Your task: Copy the following listing verbatim, reproducing every line without alteration.

Input records:
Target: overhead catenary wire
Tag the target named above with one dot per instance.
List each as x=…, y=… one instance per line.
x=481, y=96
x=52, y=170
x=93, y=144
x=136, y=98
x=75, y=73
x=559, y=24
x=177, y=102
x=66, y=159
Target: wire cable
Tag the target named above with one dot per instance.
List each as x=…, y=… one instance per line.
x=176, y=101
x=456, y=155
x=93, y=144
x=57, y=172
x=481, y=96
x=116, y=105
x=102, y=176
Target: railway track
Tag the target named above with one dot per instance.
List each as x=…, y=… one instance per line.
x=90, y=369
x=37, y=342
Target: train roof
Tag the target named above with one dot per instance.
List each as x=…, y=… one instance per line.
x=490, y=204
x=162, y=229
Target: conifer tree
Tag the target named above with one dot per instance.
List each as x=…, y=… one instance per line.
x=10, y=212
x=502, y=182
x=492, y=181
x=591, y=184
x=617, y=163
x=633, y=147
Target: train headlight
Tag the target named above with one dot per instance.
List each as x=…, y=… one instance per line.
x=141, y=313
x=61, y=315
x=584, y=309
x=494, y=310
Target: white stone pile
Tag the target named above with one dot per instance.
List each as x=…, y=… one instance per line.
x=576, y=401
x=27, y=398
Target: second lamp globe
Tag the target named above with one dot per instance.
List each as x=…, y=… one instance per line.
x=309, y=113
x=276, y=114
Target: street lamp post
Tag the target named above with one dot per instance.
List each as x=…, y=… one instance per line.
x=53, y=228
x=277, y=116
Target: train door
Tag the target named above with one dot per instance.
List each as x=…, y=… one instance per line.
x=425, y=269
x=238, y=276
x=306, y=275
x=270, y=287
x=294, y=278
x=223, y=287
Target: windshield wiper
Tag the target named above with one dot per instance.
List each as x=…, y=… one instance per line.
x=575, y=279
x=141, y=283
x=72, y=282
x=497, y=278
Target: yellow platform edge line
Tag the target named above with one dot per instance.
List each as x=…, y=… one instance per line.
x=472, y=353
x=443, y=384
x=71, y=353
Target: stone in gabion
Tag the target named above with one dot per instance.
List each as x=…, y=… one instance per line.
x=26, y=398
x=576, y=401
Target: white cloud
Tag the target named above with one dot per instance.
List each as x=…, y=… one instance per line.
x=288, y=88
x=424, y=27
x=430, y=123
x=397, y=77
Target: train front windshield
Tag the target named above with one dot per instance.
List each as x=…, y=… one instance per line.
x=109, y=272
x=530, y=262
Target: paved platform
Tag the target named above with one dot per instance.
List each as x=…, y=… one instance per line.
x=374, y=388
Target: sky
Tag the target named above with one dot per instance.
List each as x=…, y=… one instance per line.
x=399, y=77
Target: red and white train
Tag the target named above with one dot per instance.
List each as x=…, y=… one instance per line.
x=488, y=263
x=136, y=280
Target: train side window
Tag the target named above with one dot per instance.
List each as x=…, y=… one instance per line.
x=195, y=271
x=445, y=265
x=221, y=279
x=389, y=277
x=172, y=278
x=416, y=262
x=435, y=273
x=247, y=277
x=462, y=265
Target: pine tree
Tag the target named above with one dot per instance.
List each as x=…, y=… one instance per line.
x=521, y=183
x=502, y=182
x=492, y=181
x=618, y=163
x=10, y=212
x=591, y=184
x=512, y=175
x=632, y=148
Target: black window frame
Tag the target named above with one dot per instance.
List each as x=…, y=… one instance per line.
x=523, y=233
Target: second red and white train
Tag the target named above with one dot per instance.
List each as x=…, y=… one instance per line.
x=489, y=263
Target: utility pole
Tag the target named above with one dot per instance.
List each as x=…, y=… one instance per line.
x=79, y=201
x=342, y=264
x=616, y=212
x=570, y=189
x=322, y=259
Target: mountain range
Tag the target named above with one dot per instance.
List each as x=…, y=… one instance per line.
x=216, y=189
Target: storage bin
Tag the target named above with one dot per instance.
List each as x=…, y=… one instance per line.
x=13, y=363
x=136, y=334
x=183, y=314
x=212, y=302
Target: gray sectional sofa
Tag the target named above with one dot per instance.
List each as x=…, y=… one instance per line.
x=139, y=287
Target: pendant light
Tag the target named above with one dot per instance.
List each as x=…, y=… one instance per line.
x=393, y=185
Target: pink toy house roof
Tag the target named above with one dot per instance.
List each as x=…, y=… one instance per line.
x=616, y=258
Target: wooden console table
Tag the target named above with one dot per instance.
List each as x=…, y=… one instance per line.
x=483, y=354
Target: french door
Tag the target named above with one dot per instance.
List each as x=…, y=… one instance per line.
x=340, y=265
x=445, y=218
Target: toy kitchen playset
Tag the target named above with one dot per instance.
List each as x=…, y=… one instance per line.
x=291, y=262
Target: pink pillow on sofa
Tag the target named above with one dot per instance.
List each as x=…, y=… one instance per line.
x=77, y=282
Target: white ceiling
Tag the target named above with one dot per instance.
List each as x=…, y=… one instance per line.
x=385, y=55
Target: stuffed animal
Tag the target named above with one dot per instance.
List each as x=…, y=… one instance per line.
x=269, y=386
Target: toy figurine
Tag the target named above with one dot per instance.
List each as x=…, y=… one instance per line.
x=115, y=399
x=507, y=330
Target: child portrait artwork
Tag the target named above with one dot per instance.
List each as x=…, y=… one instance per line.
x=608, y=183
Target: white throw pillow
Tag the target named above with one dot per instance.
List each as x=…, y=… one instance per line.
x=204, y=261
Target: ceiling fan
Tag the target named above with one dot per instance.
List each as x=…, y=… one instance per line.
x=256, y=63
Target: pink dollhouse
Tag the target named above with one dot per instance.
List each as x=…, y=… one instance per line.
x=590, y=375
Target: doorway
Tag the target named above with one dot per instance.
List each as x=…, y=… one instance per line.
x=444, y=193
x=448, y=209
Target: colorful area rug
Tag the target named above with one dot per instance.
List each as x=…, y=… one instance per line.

Result of the exercise:
Target: overhead catenary wire
Tag the target named above with one dot per instance.
List each as x=…, y=… one instance per line.
x=481, y=96
x=52, y=170
x=93, y=144
x=136, y=98
x=75, y=73
x=559, y=24
x=177, y=102
x=66, y=159
Target: wire cable
Tag the target named above with one dot per instance.
List each as x=…, y=… one instance per line.
x=176, y=101
x=456, y=155
x=93, y=144
x=57, y=172
x=481, y=96
x=116, y=105
x=102, y=176
Target: railway track
Tag the target named above with one dot per instance.
List each as x=…, y=… one instance per line.
x=90, y=369
x=37, y=342
Target: train roof
Tag the target named above with one dot per instance.
List each as x=…, y=… one instance per line.
x=490, y=204
x=162, y=229
Target: conifer tree
Tag the target named above with one dot per instance.
List each as x=…, y=… one instance per line.
x=10, y=212
x=502, y=182
x=492, y=181
x=591, y=184
x=617, y=163
x=633, y=147
Target: train headlight
Tag the target named above with one dot per instance.
List each as x=…, y=… one instance per line.
x=141, y=313
x=61, y=315
x=584, y=309
x=494, y=310
Target: white stone pile
Tag the target named above with one dot per instance.
List each as x=…, y=… one instance per line.
x=576, y=401
x=27, y=398
Target: second lamp globe
Tag the target named above with one dot per instance.
List each as x=…, y=… one instance per line.
x=309, y=113
x=276, y=114
Target: street lamp post
Tag the target named above with one dot per instance.
List each as x=…, y=… one instance per line.
x=53, y=228
x=277, y=116
Target: train door
Tag the target named above with one dot per instance.
List each as x=…, y=… one instance per line.
x=425, y=269
x=238, y=276
x=306, y=275
x=270, y=287
x=294, y=278
x=223, y=287
Target: windshield wiper
Tag the target named above with one dot per instance.
List each as x=…, y=… one instance per line.
x=575, y=279
x=141, y=283
x=72, y=282
x=497, y=278
Target: yellow platform edge line
Tag the target named above with one dot per instance.
List each as x=…, y=… one instance per line.
x=472, y=353
x=443, y=384
x=71, y=353
Target: stone in gabion
Tag the target named above with one dot per instance.
List each as x=…, y=… one instance per line.
x=26, y=398
x=576, y=401
Target: white cloud
Tag the target named above with one dot per instance.
List each as x=…, y=… one instance per line.
x=288, y=88
x=424, y=27
x=430, y=123
x=397, y=77
Target: train front windshield
Tag the target named above with one dot per instance.
List each as x=…, y=… one instance per line.
x=109, y=272
x=530, y=262
Target: paved platform
Tag the target named above with one dot per instance.
List each as x=…, y=… one instance per line.
x=374, y=388
Target: sky
Tag the target named above with one dot per instance.
List each as x=…, y=… one instance per line.
x=399, y=77
Target: red and white train
Tag the target named above with one dot per instance.
List each as x=…, y=… one instance per line.
x=488, y=263
x=136, y=280
Target: train side window
Tag the target named above with one dot per instance.
List each as x=…, y=… one instance per line.
x=195, y=271
x=445, y=265
x=221, y=279
x=389, y=277
x=172, y=278
x=416, y=262
x=435, y=273
x=247, y=277
x=462, y=265
Target: pine tree
Tag the target named above with one dot per instance.
List each as x=…, y=… one instance per line.
x=521, y=183
x=502, y=182
x=492, y=181
x=618, y=163
x=10, y=212
x=591, y=184
x=512, y=175
x=632, y=148
Target: black window frame
Tag the target named above with one dot per instance.
List each as x=…, y=… one instance per line.
x=523, y=233
Target: second red and white train
Tag the target named above with one dot per instance.
List each as x=…, y=… one instance per line.
x=489, y=263
Target: utility pole
Tag the target named above with one dot per instance.
List each as x=…, y=… one instance per line.
x=79, y=201
x=342, y=264
x=616, y=212
x=570, y=189
x=322, y=259
Target: mountain range
Tag the target named above with one dot per instance.
List each as x=…, y=… one instance per line.
x=216, y=189
Target: storage bin
Tag the target named above with one dot per instance.
List each as x=…, y=… one instance per line.
x=13, y=363
x=136, y=334
x=183, y=314
x=212, y=302
Target: gray sectional sofa
Tag the target named above with one dot per instance.
List each as x=…, y=… one instance per line.
x=139, y=287
Target: pendant light
Tag the target named above with one dot per instance.
List each as x=…, y=… one instance per line.
x=393, y=185
Target: pink toy house roof
Tag the target named above with one dot per instance.
List each as x=…, y=… one instance per line.
x=616, y=258
Target: wooden console table
Tag the target named above with one dot per instance.
List each as x=…, y=… one instance per line.
x=483, y=354
Target: french door
Tag the target named above with one dot per instance.
List each as x=…, y=… one instance per line.
x=340, y=265
x=445, y=218
Target: toy kitchen playset
Tag the target named above with one dot per instance.
List each as x=…, y=… one instance per line.
x=291, y=262
Target: pink pillow on sofa
Tag the target named above with one dot per instance.
List each as x=…, y=… one instance per line.
x=77, y=282
Target: white ceiling
Tag the target named above with one dot per instance.
List each as x=…, y=… one instance per line.
x=385, y=55
Target: stuffed animal
Tag the target named above with one dot per instance.
List each as x=…, y=… one instance per line.
x=269, y=386
Target: toy figurine
Tag the target named above with one dot per instance.
List each as x=…, y=… one instance per line.
x=115, y=399
x=507, y=330
Target: child portrait artwork
Tag the target named above with one dot per instance.
List each as x=…, y=… one instance per line.
x=608, y=183
Target: white throw pillow
Tag the target named above with one dot per instance.
List each as x=…, y=… one instance per line.
x=204, y=261
Target: ceiling fan
Tag the target named above with one dot per instance.
List each as x=…, y=… one instance per line.
x=256, y=63
Target: pink dollhouse
Tag the target named above with one dot per instance.
List each as x=…, y=… one instance per line.
x=590, y=375
Target: doorway
Tag the target named above with one dot per instance.
List each as x=…, y=… one instance per line.
x=444, y=193
x=448, y=209
Target: colorful area rug
Tag the target named above with one dot per instance.
List each as x=…, y=… one instance per line.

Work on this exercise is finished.